[TASK REQUIREMENTS]
a - According to the album passage, who wrote the arrangements for A Classy Pair?
b - Reproduce a portion of the album passage, replacing "Verve" with "Capitol". Begin at the words "This was Fitzgerald" and stop after "also usually wrong.".
c - State whether each statement agrees with the album passage, answering yes or no and quoting the deciding words: (i) A Classy Pair was released in 1963. (ii) The album includes re-recordings of two songs from Ella and Basie! (iii) Scott Yanow's Allmusic review gave the album four stars.

[PASSAGE TO READ]
+--
A Classy Pair is a 1979 studio album by the American jazz singer Ella Fitzgerald, accompanied by the Count Basie Orchestra, with arrangements by Benny Carter.

This was Fitzgerald and Basie's second studio recording after Ella and Basie! (1963), and features re-recordings of two songs from the earlier album, "Honeysuckle Rose" and "Ain't Misbehavin' ". The two musicians worked together much more frequently during her Pablo years than they had during her years on the Verve label, and this album marked the end of a connection that had begun in 1957.

Reception

The Allmusic review by Scott Yanow awarded the album three stars and said that "Basie's sidemen are unfortunately restricted in the Benny Carter arrangements to backup work but Basie has a few piano solos and Fitzgerald is in good voice and in typically swinging form".

Track listing

CD Edition
Some CD editions not only altered the order of the tracklist, also included two tracks without credited them: 5 and 11. Times listed on booklets and backcovers are also usually wrong.
+--
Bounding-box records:
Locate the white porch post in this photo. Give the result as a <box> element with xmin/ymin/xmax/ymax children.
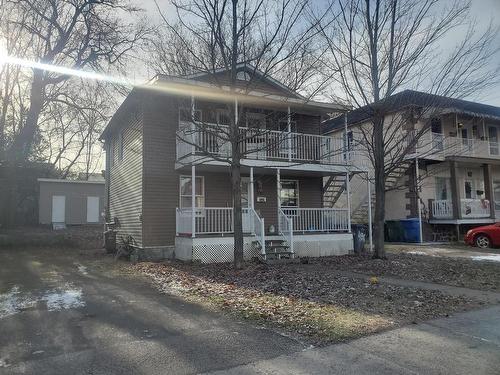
<box><xmin>191</xmin><ymin>95</ymin><xmax>196</xmax><ymax>160</ymax></box>
<box><xmin>249</xmin><ymin>167</ymin><xmax>255</xmax><ymax>210</ymax></box>
<box><xmin>415</xmin><ymin>157</ymin><xmax>423</xmax><ymax>243</ymax></box>
<box><xmin>345</xmin><ymin>172</ymin><xmax>351</xmax><ymax>233</ymax></box>
<box><xmin>287</xmin><ymin>106</ymin><xmax>292</xmax><ymax>161</ymax></box>
<box><xmin>366</xmin><ymin>172</ymin><xmax>373</xmax><ymax>251</ymax></box>
<box><xmin>191</xmin><ymin>165</ymin><xmax>196</xmax><ymax>238</ymax></box>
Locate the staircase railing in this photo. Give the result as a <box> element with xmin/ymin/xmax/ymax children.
<box><xmin>278</xmin><ymin>208</ymin><xmax>294</xmax><ymax>257</ymax></box>
<box><xmin>248</xmin><ymin>208</ymin><xmax>266</xmax><ymax>257</ymax></box>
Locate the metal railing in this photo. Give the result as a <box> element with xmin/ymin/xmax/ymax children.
<box><xmin>432</xmin><ymin>200</ymin><xmax>453</xmax><ymax>219</ymax></box>
<box><xmin>460</xmin><ymin>199</ymin><xmax>490</xmax><ymax>219</ymax></box>
<box><xmin>278</xmin><ymin>208</ymin><xmax>294</xmax><ymax>256</ymax></box>
<box><xmin>176</xmin><ymin>122</ymin><xmax>353</xmax><ymax>164</ymax></box>
<box><xmin>282</xmin><ymin>207</ymin><xmax>349</xmax><ymax>233</ymax></box>
<box><xmin>432</xmin><ymin>198</ymin><xmax>490</xmax><ymax>219</ymax></box>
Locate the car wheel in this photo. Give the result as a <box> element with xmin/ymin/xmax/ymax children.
<box><xmin>474</xmin><ymin>234</ymin><xmax>490</xmax><ymax>249</ymax></box>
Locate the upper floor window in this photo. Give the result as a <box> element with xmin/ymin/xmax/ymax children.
<box><xmin>279</xmin><ymin>180</ymin><xmax>299</xmax><ymax>207</ymax></box>
<box><xmin>118</xmin><ymin>130</ymin><xmax>125</xmax><ymax>161</ymax></box>
<box><xmin>179</xmin><ymin>176</ymin><xmax>205</xmax><ymax>208</ymax></box>
<box><xmin>246</xmin><ymin>112</ymin><xmax>266</xmax><ymax>129</ymax></box>
<box><xmin>179</xmin><ymin>107</ymin><xmax>201</xmax><ymax>122</ymax></box>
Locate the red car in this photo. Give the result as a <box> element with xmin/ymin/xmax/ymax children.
<box><xmin>464</xmin><ymin>223</ymin><xmax>500</xmax><ymax>248</ymax></box>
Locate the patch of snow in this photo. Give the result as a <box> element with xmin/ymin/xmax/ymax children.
<box><xmin>471</xmin><ymin>254</ymin><xmax>500</xmax><ymax>262</ymax></box>
<box><xmin>0</xmin><ymin>285</ymin><xmax>37</xmax><ymax>318</ymax></box>
<box><xmin>41</xmin><ymin>286</ymin><xmax>85</xmax><ymax>311</ymax></box>
<box><xmin>0</xmin><ymin>284</ymin><xmax>85</xmax><ymax>319</ymax></box>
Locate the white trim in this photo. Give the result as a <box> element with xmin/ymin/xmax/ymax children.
<box><xmin>179</xmin><ymin>174</ymin><xmax>205</xmax><ymax>209</ymax></box>
<box><xmin>278</xmin><ymin>178</ymin><xmax>300</xmax><ymax>209</ymax></box>
<box><xmin>37</xmin><ymin>178</ymin><xmax>106</xmax><ymax>185</ymax></box>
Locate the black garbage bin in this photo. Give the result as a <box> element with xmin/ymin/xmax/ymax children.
<box><xmin>351</xmin><ymin>224</ymin><xmax>368</xmax><ymax>254</ymax></box>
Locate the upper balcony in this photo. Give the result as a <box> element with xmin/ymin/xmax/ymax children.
<box><xmin>177</xmin><ymin>122</ymin><xmax>353</xmax><ymax>166</ymax></box>
<box><xmin>417</xmin><ymin>131</ymin><xmax>500</xmax><ymax>160</ymax></box>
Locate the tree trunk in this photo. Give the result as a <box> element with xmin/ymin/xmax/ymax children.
<box><xmin>373</xmin><ymin>117</ymin><xmax>386</xmax><ymax>259</ymax></box>
<box><xmin>12</xmin><ymin>69</ymin><xmax>45</xmax><ymax>161</ymax></box>
<box><xmin>231</xmin><ymin>152</ymin><xmax>243</xmax><ymax>269</ymax></box>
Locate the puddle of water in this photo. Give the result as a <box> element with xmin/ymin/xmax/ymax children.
<box><xmin>471</xmin><ymin>254</ymin><xmax>500</xmax><ymax>262</ymax></box>
<box><xmin>75</xmin><ymin>263</ymin><xmax>89</xmax><ymax>276</ymax></box>
<box><xmin>0</xmin><ymin>284</ymin><xmax>85</xmax><ymax>319</ymax></box>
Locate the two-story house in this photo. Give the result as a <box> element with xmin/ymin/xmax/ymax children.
<box><xmin>101</xmin><ymin>65</ymin><xmax>356</xmax><ymax>262</ymax></box>
<box><xmin>323</xmin><ymin>90</ymin><xmax>500</xmax><ymax>244</ymax></box>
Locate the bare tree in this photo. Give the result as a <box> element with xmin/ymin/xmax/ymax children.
<box><xmin>4</xmin><ymin>0</ymin><xmax>147</xmax><ymax>160</ymax></box>
<box><xmin>320</xmin><ymin>0</ymin><xmax>498</xmax><ymax>258</ymax></box>
<box><xmin>156</xmin><ymin>0</ymin><xmax>326</xmax><ymax>267</ymax></box>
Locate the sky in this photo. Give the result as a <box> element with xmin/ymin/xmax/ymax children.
<box><xmin>132</xmin><ymin>0</ymin><xmax>500</xmax><ymax>107</ymax></box>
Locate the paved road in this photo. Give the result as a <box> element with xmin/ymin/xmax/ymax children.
<box><xmin>210</xmin><ymin>306</ymin><xmax>500</xmax><ymax>375</ymax></box>
<box><xmin>0</xmin><ymin>249</ymin><xmax>304</xmax><ymax>374</ymax></box>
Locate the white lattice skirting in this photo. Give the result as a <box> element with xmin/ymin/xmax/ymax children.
<box><xmin>175</xmin><ymin>233</ymin><xmax>353</xmax><ymax>263</ymax></box>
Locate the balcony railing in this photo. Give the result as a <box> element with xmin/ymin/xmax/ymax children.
<box><xmin>177</xmin><ymin>122</ymin><xmax>352</xmax><ymax>164</ymax></box>
<box><xmin>282</xmin><ymin>207</ymin><xmax>349</xmax><ymax>233</ymax></box>
<box><xmin>417</xmin><ymin>132</ymin><xmax>500</xmax><ymax>159</ymax></box>
<box><xmin>432</xmin><ymin>199</ymin><xmax>490</xmax><ymax>219</ymax></box>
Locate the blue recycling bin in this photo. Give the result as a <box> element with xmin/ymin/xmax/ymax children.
<box><xmin>400</xmin><ymin>218</ymin><xmax>420</xmax><ymax>242</ymax></box>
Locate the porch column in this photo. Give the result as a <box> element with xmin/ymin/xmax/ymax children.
<box><xmin>249</xmin><ymin>167</ymin><xmax>255</xmax><ymax>210</ymax></box>
<box><xmin>191</xmin><ymin>165</ymin><xmax>196</xmax><ymax>238</ymax></box>
<box><xmin>287</xmin><ymin>106</ymin><xmax>292</xmax><ymax>161</ymax></box>
<box><xmin>366</xmin><ymin>172</ymin><xmax>373</xmax><ymax>252</ymax></box>
<box><xmin>415</xmin><ymin>157</ymin><xmax>423</xmax><ymax>243</ymax></box>
<box><xmin>345</xmin><ymin>172</ymin><xmax>351</xmax><ymax>233</ymax></box>
<box><xmin>482</xmin><ymin>164</ymin><xmax>495</xmax><ymax>219</ymax></box>
<box><xmin>450</xmin><ymin>160</ymin><xmax>462</xmax><ymax>220</ymax></box>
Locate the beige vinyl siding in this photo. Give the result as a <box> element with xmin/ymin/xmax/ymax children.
<box><xmin>109</xmin><ymin>117</ymin><xmax>143</xmax><ymax>246</ymax></box>
<box><xmin>143</xmin><ymin>93</ymin><xmax>180</xmax><ymax>247</ymax></box>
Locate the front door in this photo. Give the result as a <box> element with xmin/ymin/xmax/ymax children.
<box><xmin>52</xmin><ymin>195</ymin><xmax>66</xmax><ymax>223</ymax></box>
<box><xmin>241</xmin><ymin>177</ymin><xmax>252</xmax><ymax>233</ymax></box>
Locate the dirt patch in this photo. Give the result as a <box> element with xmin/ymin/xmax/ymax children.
<box><xmin>130</xmin><ymin>262</ymin><xmax>479</xmax><ymax>344</ymax></box>
<box><xmin>318</xmin><ymin>253</ymin><xmax>500</xmax><ymax>292</ymax></box>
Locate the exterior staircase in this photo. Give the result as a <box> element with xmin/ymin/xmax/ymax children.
<box><xmin>266</xmin><ymin>240</ymin><xmax>293</xmax><ymax>260</ymax></box>
<box><xmin>324</xmin><ymin>162</ymin><xmax>413</xmax><ymax>224</ymax></box>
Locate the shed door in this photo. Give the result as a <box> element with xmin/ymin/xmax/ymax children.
<box><xmin>87</xmin><ymin>197</ymin><xmax>99</xmax><ymax>223</ymax></box>
<box><xmin>52</xmin><ymin>195</ymin><xmax>66</xmax><ymax>223</ymax></box>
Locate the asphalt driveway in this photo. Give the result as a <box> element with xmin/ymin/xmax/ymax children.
<box><xmin>0</xmin><ymin>249</ymin><xmax>304</xmax><ymax>374</ymax></box>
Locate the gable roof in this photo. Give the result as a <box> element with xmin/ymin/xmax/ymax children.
<box><xmin>182</xmin><ymin>63</ymin><xmax>305</xmax><ymax>99</ymax></box>
<box><xmin>322</xmin><ymin>90</ymin><xmax>500</xmax><ymax>133</ymax></box>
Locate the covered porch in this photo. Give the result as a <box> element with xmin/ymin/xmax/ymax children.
<box><xmin>176</xmin><ymin>165</ymin><xmax>360</xmax><ymax>261</ymax></box>
<box><xmin>429</xmin><ymin>158</ymin><xmax>500</xmax><ymax>224</ymax></box>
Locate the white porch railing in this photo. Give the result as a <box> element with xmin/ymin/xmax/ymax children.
<box><xmin>176</xmin><ymin>122</ymin><xmax>353</xmax><ymax>164</ymax></box>
<box><xmin>417</xmin><ymin>132</ymin><xmax>500</xmax><ymax>159</ymax></box>
<box><xmin>278</xmin><ymin>208</ymin><xmax>294</xmax><ymax>256</ymax></box>
<box><xmin>282</xmin><ymin>207</ymin><xmax>349</xmax><ymax>232</ymax></box>
<box><xmin>176</xmin><ymin>207</ymin><xmax>256</xmax><ymax>235</ymax></box>
<box><xmin>432</xmin><ymin>200</ymin><xmax>453</xmax><ymax>219</ymax></box>
<box><xmin>460</xmin><ymin>199</ymin><xmax>490</xmax><ymax>219</ymax></box>
<box><xmin>248</xmin><ymin>208</ymin><xmax>266</xmax><ymax>256</ymax></box>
+--
[ANSWERS FOR THIS EXERCISE]
a - Benny Carter

b -
This was Fitzgerald and Basie's second studio recording after Ella and Basie! (1963), and features re-recordings of two songs from the earlier album, "Honeysuckle Rose" and "Ain't Misbehavin' ". The two musicians worked together much more frequently during her Pablo years than they had during her years on the Capitol label, and this album marked the end of a connection that had begun in 1957.

Reception

The Allmusic review by Scott Yanow awarded the album three stars and said that "Basie's sidemen are unfortunately restricted in the Benny Carter arrangements to backup work but Basie has a few piano solos and Fitzgerald is in good voice and in typically swinging form".

Track listing

CD Edition
Some CD editions not only altered the order of the tracklist, also included two tracks without credited them: 5 and 11. Times listed on booklets and backcovers are also usually wrong.

c -
(i) No: "A Classy Pair is a 1979 studio album"
(ii) Yes: "features re-recordings of two songs from the earlier album"
(iii) No: "awarded the album three stars"